*To be done*. Pull out each line that contains the string "mouth", matching case exactly.
--- Begin ---
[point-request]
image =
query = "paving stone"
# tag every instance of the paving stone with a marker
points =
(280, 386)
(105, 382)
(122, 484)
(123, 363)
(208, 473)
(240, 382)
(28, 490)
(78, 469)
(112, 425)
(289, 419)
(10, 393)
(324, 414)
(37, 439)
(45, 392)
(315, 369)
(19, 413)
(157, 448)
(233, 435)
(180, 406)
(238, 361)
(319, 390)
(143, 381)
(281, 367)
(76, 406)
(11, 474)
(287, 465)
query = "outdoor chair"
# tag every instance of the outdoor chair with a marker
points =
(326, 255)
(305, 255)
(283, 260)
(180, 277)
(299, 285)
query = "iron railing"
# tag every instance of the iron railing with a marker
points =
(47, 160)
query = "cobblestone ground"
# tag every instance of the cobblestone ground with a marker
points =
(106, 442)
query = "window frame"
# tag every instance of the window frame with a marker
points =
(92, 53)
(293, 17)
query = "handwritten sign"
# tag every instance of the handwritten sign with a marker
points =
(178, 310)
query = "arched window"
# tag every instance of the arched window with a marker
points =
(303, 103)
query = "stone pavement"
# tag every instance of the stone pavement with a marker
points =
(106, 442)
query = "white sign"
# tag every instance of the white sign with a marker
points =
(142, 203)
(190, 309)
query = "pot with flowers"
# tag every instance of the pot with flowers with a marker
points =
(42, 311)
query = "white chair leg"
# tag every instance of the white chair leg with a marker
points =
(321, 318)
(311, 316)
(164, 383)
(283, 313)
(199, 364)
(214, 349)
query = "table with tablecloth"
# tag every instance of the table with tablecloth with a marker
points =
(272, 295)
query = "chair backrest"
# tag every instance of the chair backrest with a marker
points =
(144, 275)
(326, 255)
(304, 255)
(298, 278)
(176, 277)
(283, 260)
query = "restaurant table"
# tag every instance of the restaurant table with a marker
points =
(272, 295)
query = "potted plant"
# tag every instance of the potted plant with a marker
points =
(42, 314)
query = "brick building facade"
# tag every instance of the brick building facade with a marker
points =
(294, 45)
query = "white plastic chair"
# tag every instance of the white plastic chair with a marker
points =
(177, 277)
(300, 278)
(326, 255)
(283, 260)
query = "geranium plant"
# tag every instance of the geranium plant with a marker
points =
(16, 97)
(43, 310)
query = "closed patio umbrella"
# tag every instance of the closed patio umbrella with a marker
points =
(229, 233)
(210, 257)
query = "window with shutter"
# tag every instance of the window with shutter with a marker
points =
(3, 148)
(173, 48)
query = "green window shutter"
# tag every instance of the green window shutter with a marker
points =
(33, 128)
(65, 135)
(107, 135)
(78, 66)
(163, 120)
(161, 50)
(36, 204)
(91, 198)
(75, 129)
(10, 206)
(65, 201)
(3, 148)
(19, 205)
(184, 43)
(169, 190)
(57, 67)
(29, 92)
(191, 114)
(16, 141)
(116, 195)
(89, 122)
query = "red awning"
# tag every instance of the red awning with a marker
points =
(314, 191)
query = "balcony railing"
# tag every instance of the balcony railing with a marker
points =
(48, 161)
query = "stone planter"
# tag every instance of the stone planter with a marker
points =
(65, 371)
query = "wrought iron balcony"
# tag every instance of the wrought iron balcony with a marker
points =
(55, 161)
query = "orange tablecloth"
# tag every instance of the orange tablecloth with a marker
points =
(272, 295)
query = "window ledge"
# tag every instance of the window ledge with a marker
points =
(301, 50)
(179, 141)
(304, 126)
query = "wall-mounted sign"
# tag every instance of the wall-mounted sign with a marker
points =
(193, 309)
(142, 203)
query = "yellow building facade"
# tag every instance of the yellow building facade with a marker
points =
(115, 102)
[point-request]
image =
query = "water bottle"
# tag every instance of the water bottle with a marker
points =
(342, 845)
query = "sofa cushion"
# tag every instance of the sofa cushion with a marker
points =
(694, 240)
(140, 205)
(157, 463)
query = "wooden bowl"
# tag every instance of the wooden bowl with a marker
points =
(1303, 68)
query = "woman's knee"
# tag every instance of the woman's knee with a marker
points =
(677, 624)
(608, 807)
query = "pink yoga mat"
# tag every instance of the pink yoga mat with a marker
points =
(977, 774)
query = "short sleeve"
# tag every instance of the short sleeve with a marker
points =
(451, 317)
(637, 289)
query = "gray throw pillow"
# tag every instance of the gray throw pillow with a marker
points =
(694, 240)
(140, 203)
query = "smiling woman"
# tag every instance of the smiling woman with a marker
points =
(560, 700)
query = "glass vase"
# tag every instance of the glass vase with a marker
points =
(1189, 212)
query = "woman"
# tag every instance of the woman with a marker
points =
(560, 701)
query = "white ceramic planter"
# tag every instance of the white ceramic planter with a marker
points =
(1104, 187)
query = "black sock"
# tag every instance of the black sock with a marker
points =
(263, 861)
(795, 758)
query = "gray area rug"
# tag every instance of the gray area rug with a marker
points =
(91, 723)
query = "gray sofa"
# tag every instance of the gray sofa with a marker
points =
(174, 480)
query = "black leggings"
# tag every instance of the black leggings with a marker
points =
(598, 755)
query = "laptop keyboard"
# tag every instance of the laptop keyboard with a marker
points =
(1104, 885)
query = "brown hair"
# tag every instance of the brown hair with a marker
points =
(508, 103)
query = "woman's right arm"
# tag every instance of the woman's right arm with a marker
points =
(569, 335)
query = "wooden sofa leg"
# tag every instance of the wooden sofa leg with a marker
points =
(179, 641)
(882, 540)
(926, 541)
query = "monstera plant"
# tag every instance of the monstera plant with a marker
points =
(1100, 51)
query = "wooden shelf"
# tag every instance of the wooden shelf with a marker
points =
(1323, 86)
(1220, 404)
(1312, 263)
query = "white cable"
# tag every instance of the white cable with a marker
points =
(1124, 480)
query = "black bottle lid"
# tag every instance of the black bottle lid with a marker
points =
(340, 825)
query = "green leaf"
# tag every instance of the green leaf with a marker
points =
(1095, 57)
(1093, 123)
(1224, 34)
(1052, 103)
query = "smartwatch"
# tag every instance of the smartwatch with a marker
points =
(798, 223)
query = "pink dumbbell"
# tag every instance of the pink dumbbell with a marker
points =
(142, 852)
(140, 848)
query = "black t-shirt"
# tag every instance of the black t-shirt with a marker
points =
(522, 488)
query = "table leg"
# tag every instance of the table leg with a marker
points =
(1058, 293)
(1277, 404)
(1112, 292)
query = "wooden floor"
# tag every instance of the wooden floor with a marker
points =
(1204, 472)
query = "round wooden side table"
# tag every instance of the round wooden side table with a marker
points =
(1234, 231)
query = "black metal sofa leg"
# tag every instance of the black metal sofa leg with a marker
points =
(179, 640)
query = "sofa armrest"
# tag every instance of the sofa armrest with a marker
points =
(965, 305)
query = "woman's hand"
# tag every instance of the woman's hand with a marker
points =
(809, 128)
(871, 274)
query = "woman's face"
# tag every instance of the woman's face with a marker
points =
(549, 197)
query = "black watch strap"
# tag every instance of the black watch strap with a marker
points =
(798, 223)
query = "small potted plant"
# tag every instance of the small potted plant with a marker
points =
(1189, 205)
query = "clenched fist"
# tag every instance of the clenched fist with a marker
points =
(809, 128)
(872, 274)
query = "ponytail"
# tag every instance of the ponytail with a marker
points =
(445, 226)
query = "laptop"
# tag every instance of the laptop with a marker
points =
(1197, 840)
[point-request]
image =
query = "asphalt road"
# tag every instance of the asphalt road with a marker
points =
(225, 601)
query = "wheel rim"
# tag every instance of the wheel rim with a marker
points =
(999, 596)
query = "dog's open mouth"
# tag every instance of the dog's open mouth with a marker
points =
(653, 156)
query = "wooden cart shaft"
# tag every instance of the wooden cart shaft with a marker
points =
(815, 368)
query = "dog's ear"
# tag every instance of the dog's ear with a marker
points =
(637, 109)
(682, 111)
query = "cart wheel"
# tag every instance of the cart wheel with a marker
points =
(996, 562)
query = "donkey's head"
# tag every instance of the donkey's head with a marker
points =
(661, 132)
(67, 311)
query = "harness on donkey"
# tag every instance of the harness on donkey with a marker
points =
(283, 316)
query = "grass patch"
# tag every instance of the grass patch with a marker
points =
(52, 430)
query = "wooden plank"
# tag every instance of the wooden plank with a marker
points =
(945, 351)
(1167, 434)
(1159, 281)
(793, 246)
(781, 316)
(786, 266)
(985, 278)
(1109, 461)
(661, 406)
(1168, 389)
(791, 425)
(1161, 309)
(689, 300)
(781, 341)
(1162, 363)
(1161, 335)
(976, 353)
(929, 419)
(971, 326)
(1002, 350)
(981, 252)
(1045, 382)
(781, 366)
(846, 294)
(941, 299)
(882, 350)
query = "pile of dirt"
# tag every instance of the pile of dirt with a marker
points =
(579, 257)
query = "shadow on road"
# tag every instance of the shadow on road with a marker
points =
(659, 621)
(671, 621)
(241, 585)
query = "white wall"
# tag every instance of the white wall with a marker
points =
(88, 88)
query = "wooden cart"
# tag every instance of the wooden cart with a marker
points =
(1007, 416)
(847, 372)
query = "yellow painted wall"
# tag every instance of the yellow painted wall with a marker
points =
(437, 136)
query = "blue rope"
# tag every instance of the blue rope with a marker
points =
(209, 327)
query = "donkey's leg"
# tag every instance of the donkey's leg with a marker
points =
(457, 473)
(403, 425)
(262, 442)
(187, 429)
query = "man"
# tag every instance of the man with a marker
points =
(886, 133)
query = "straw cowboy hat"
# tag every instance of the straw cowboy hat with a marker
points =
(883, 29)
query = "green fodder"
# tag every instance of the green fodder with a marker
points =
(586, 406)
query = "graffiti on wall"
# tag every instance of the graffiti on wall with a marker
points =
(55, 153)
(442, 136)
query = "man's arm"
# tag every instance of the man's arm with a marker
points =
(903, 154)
--- End ---
*Response to this task*.
query = "dog's open mouth"
# tag every instance of the dog's open mouth with a marker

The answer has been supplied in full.